■ Supplied material:
******
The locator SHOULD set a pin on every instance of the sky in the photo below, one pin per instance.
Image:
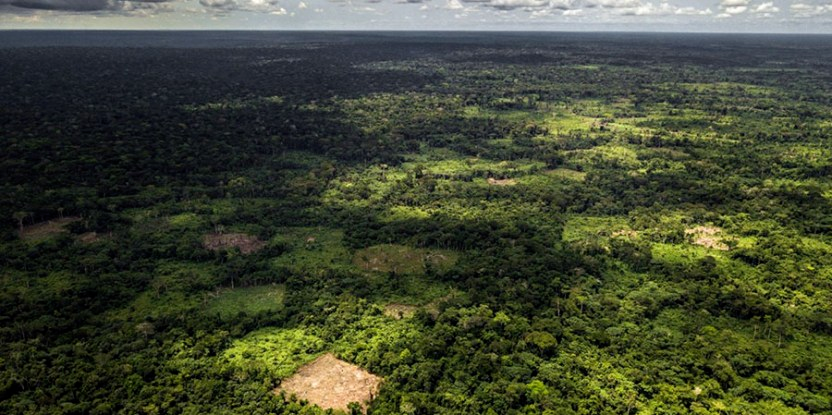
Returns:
(756, 16)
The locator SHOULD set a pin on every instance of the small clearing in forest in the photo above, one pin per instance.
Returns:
(400, 259)
(707, 236)
(626, 233)
(222, 241)
(46, 229)
(501, 182)
(332, 383)
(399, 311)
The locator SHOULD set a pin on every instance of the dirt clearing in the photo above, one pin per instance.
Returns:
(707, 236)
(501, 182)
(46, 229)
(332, 383)
(400, 311)
(400, 259)
(246, 243)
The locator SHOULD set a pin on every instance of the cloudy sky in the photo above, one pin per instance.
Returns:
(805, 16)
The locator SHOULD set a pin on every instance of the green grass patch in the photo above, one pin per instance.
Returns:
(567, 174)
(400, 259)
(278, 351)
(588, 227)
(312, 249)
(186, 221)
(249, 300)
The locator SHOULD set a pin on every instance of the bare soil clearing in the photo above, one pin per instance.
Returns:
(46, 229)
(707, 236)
(399, 311)
(246, 243)
(402, 259)
(626, 233)
(332, 383)
(501, 182)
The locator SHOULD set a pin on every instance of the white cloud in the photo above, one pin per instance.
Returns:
(262, 6)
(734, 3)
(732, 7)
(649, 9)
(809, 10)
(693, 11)
(613, 4)
(768, 7)
(517, 4)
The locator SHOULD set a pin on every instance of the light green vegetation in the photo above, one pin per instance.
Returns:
(237, 104)
(590, 227)
(399, 259)
(280, 352)
(228, 303)
(311, 249)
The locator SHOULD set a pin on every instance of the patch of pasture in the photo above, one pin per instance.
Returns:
(400, 259)
(311, 249)
(589, 227)
(44, 230)
(247, 244)
(228, 303)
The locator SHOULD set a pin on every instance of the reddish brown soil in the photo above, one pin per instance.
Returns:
(219, 242)
(332, 383)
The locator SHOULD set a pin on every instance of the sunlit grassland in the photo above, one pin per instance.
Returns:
(278, 351)
(311, 249)
(228, 303)
(400, 259)
(589, 227)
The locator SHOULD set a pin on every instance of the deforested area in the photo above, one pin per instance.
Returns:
(417, 223)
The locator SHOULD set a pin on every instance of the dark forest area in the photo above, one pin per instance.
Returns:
(475, 223)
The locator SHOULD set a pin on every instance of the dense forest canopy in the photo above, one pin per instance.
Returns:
(494, 224)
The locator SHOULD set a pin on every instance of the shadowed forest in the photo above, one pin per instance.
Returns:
(487, 223)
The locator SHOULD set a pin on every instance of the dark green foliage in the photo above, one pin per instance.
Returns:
(625, 226)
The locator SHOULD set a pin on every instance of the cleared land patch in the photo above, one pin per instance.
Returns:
(46, 229)
(250, 300)
(400, 311)
(402, 259)
(501, 182)
(312, 249)
(89, 237)
(222, 241)
(707, 236)
(332, 383)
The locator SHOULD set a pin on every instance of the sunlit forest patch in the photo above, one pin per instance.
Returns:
(228, 303)
(493, 224)
(311, 249)
(399, 259)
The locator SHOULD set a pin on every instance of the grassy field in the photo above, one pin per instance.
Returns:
(228, 303)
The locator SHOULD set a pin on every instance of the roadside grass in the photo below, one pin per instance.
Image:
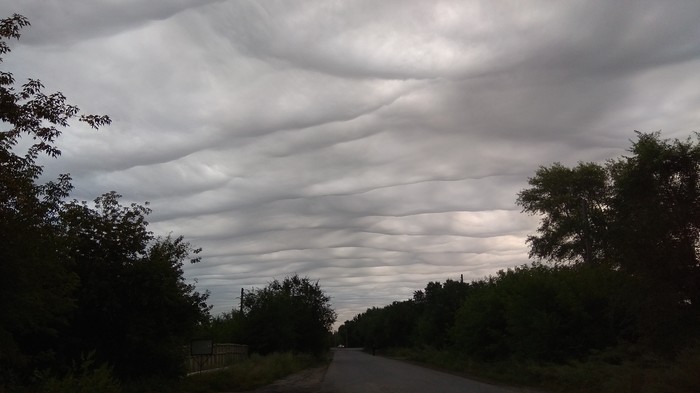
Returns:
(251, 373)
(612, 371)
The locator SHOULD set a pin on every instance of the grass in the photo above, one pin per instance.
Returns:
(249, 374)
(612, 371)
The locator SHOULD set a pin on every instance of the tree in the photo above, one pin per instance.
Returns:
(639, 214)
(573, 205)
(73, 278)
(35, 285)
(656, 230)
(133, 305)
(289, 315)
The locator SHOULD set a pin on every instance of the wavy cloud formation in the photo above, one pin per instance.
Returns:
(374, 146)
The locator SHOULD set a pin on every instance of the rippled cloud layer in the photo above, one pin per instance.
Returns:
(374, 146)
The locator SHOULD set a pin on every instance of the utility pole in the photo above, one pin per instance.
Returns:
(241, 301)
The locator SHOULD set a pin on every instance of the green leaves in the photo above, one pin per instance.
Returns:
(292, 314)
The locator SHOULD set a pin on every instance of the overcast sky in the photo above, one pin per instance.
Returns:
(372, 145)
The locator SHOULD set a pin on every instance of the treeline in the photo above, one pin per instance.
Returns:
(618, 244)
(86, 290)
(292, 315)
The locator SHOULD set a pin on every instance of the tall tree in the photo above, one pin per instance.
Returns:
(656, 229)
(133, 305)
(289, 315)
(572, 203)
(35, 285)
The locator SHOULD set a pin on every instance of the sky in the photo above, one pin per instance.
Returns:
(374, 146)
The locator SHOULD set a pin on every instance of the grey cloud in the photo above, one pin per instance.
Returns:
(375, 146)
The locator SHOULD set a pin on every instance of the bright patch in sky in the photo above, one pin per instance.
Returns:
(374, 146)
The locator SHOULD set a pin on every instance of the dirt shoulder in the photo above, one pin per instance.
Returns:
(306, 381)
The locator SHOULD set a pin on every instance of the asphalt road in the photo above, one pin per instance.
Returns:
(353, 371)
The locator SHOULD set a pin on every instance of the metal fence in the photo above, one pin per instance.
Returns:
(222, 355)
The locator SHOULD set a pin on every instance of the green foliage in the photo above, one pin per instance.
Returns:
(639, 214)
(249, 374)
(35, 285)
(290, 315)
(573, 204)
(228, 327)
(545, 314)
(76, 278)
(134, 306)
(86, 377)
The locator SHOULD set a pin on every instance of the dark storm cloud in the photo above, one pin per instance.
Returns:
(375, 146)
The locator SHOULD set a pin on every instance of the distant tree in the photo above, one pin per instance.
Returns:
(289, 315)
(133, 304)
(639, 214)
(546, 313)
(573, 205)
(437, 306)
(35, 284)
(227, 327)
(74, 278)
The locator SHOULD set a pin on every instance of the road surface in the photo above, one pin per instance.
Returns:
(353, 371)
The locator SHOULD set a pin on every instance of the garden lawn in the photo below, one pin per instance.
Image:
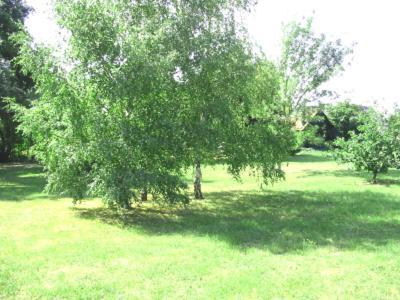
******
Please copy the data above exactly; the pictures do not belong in the copy.

The locator SHOULD set a pin on every instance of the sky in the photo below, one pin per instance.
Image:
Returns:
(756, 16)
The locator SHOULD set a pin on every instance of the small clearing in forest in the photo above, one pin per instance.
Returns:
(400, 259)
(707, 236)
(626, 233)
(222, 241)
(46, 229)
(501, 182)
(332, 383)
(399, 311)
The locator SHOULD set a pin on every instance of the dirt clearing in the photo above, one pin per instance.
Returns:
(707, 236)
(501, 182)
(46, 229)
(332, 383)
(400, 311)
(400, 259)
(246, 243)
The locator SHOULD set a pin on every instance of the cloudy sky in the photo above, one pin per instance.
Returns:
(805, 16)
The locator SHOULD set a pin on every instance of the green grass patch in the photo above, one pin per instance.
Returns:
(567, 174)
(400, 259)
(278, 351)
(588, 227)
(312, 249)
(186, 221)
(249, 300)
The locator SHOULD set a pin on every instance of the bare soil clearing in the photo above, one pin per instance.
Returns:
(46, 229)
(707, 236)
(399, 311)
(246, 243)
(402, 259)
(626, 233)
(332, 383)
(501, 182)
The locator SHOULD set a pin on every instance of the white cloud in the photo above, one pin per instance.
Returns:
(262, 6)
(734, 3)
(732, 7)
(649, 9)
(809, 10)
(693, 11)
(613, 4)
(768, 7)
(517, 4)
The locator SHOULD set a pin on every instance of the light green vegetation in the photo above, one pin per instance.
Returns:
(237, 104)
(590, 227)
(399, 259)
(280, 352)
(228, 303)
(311, 249)
The locator SHOULD set a pin on every instance of the patch of pasture in the photo above, one pin per instance.
Returns:
(400, 259)
(311, 249)
(589, 227)
(44, 230)
(247, 244)
(228, 303)
The locator SHOULD set a pin on every instance of the reddish brown soil in the photo above, one pin per instance.
Returns:
(219, 242)
(332, 383)
The locator SHOULD set a pin on every instance of the sunlit grassland in the photo above, one pin per instance.
Returns:
(278, 351)
(311, 249)
(228, 303)
(400, 259)
(589, 227)
The locator SHOULD set a pin on every instance of the deforested area in the photo above, one pin per instance.
Returns:
(417, 223)
The locator SHOULD set a pin on every instance of the dark forest area in the photo above, one pin per instance.
Returns:
(475, 223)
The locator SHOULD set a pin on every instance of the dense forest canopy in the photo above, one pin per instance.
Returns:
(494, 224)
The locator SHOULD set a pin on every instance of the shadowed forest in the photo above, one pin per instance.
Returns:
(487, 223)
The locator SHOULD set a pin on every instance of the dark green foliage in the photo above, one pin per instance.
Returns:
(625, 226)
The locator SHOULD set a pin on every instance of the cleared land patch in the photo above, one pin per instance.
Returns:
(46, 229)
(250, 300)
(400, 311)
(402, 259)
(501, 182)
(312, 249)
(89, 237)
(222, 241)
(707, 236)
(332, 383)
The locator SHOULD set a pin on every instance of the sunlit forest patch in the photo above, one pin per instance.
Returns:
(228, 303)
(493, 224)
(311, 249)
(399, 259)
The locator SHOULD set a pin on every instance of the grassy field in the photo above, one pin per instance.
Returns:
(228, 303)
The locator SHOULD set a pin on every instance of the roadside grass in the photo below, one pin per instance.
Image:
Returns:
(251, 373)
(612, 371)
The locator SHOULD set a pin on every instance of the grass in the photo above, one pin per instance.
Returns:
(249, 374)
(612, 371)
The locator SHOULD set a pin on every instance of the tree in the photo above, one pin per instance.
Returns:
(639, 214)
(573, 205)
(73, 278)
(35, 285)
(656, 230)
(133, 305)
(289, 315)
The locator SHOULD set a pin on every instance of the wavy cloud formation in the photo above, one pin per instance.
Returns:
(374, 146)
The locator SHOULD set a pin on every instance of the rippled cloud layer in the photo above, one pin per instance.
Returns:
(374, 146)
The locator SHOULD set a pin on every instance of the utility pole in the photo above, one pin per instance.
Returns:
(241, 301)
The locator SHOULD set a pin on every instance of the green leaves in the photo above, one pin per instance.
Returns:
(292, 314)
The locator SHOULD set a pin on every instance of the overcast sky in the photo above, one pin per instance.
Returns:
(372, 145)
The locator SHOULD set a pin on every instance of the treeline in the photo above, one pin per instance.
Returns:
(618, 244)
(86, 290)
(292, 315)
The locator SHOULD set a pin on every instance of the tall tree in the photo above, one pin per instance.
Returns:
(656, 229)
(133, 305)
(289, 315)
(572, 203)
(35, 285)
The locator SHOULD set a pin on every instance of the sky in the photo above, one pin per instance.
Returns:
(374, 146)
The locator SHOULD set a pin on every instance of the grey cloud in the photo above, one pin per instance.
Returns:
(375, 146)
The locator SHOULD set a pin on every instance of the bright patch in sky in the photo above, one pin per instance.
Returns:
(374, 146)
The locator SHOULD set a pin on every instance of the dirt shoulder in the photo above, one pin per instance.
Returns:
(306, 381)
The locator SHOULD set a pin on every instance of the asphalt road in the photo above, one pin per instance.
Returns:
(353, 371)
The locator SHOULD set a pin on every instance of the metal fence in the photo above, one pin per instance.
Returns:
(222, 355)
The locator SHOULD set a pin on every instance of the green foliage in the photo above, one pin per instance.
Returns:
(639, 214)
(249, 374)
(35, 285)
(290, 315)
(573, 204)
(228, 327)
(545, 314)
(76, 278)
(134, 306)
(86, 377)
The locator SHOULD set a pin on every instance of the dark storm cloud in the photo above, one pin per instance.
Returns:
(375, 146)
The locator SHOULD set a pin on every instance of the distant tree in the photo above, one pin per instance.
Returns:
(289, 315)
(133, 304)
(639, 214)
(546, 313)
(573, 205)
(437, 306)
(35, 284)
(227, 327)
(74, 278)
The locator SHOULD set a pin on every instance of the road surface in the photo above, one pin per instance.
Returns:
(353, 371)
The locator SHOULD set a pin on every instance of the garden lawn in the photo below, one pin per instance.
Image:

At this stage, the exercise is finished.